--- Dataset extract ---

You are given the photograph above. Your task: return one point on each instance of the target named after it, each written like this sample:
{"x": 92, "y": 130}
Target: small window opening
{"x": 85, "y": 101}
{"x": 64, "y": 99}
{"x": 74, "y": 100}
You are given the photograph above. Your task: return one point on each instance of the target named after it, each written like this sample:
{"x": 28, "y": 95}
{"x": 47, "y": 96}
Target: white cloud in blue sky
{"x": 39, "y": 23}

---
--- Dataset extract ---

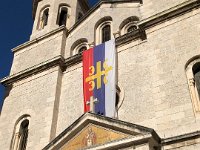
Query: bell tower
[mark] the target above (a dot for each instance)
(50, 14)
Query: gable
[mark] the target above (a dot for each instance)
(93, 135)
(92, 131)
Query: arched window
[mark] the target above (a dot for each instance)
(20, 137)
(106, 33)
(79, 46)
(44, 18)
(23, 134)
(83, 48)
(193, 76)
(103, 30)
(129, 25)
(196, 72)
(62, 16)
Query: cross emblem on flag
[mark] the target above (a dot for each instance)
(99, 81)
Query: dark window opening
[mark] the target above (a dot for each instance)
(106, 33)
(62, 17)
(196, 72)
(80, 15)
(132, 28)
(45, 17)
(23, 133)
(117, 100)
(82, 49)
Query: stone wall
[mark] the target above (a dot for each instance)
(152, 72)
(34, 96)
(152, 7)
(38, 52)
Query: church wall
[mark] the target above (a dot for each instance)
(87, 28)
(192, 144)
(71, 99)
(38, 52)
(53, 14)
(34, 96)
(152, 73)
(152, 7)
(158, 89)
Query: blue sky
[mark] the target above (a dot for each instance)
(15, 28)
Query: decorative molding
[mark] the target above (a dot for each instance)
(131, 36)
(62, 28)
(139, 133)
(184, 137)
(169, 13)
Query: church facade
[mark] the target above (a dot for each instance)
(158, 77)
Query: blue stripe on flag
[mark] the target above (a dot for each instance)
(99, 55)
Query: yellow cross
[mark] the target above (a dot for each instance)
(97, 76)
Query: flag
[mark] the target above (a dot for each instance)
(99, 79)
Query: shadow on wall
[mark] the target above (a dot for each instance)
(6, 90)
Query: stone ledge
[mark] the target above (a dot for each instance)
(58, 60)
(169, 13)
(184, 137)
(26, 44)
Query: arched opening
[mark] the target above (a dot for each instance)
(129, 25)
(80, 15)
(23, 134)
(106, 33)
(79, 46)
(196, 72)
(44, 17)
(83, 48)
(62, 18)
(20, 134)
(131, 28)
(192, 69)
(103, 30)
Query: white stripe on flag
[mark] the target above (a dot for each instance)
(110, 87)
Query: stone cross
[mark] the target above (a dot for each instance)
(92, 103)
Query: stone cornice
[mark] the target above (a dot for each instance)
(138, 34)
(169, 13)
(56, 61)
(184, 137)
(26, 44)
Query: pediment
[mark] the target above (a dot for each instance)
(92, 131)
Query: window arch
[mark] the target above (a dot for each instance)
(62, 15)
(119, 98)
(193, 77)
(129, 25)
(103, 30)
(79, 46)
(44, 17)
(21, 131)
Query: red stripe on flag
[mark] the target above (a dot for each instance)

---

_How to complete this task_
Your task for the entries above: copy exactly the span starting with the line with "Query: gable" and going on through the line with "Query: flag", both lines included, and nothing else.

_Result of this task_
Query: gable
[mark] the target above (a dot for each instance)
(93, 135)
(92, 131)
Query: arched window
[mark] the target above (a dot for each instance)
(20, 137)
(106, 33)
(79, 46)
(44, 18)
(23, 134)
(83, 48)
(193, 76)
(103, 30)
(129, 25)
(196, 72)
(62, 16)
Query: cross emblem on flag
[mark] the target above (a dot for each instance)
(99, 81)
Query: dark window opening
[mark] the target above (a dot for each instance)
(106, 33)
(62, 17)
(196, 72)
(80, 15)
(132, 28)
(45, 17)
(23, 133)
(117, 100)
(82, 49)
Query: stone wall
[mark] the target above (a dot for each instance)
(152, 72)
(34, 96)
(152, 7)
(38, 52)
Query: church wall
[mark] the target above (a dot for each instance)
(87, 28)
(192, 144)
(71, 99)
(38, 52)
(53, 14)
(34, 96)
(152, 73)
(152, 7)
(158, 89)
Query: blue sky
[mark] the target above (a dot for each instance)
(15, 28)
Query: decorative molding
[mark] the target above (a dot for each instance)
(131, 36)
(62, 28)
(139, 133)
(184, 137)
(169, 13)
Query: church facade
[mark] the target above (a dot for each instance)
(158, 77)
Query: blue stripe on flag
[mark] the target above (a dot for each instance)
(99, 55)
Query: yellow cross
[mark] the target above (a dot for each instance)
(97, 76)
Query: flag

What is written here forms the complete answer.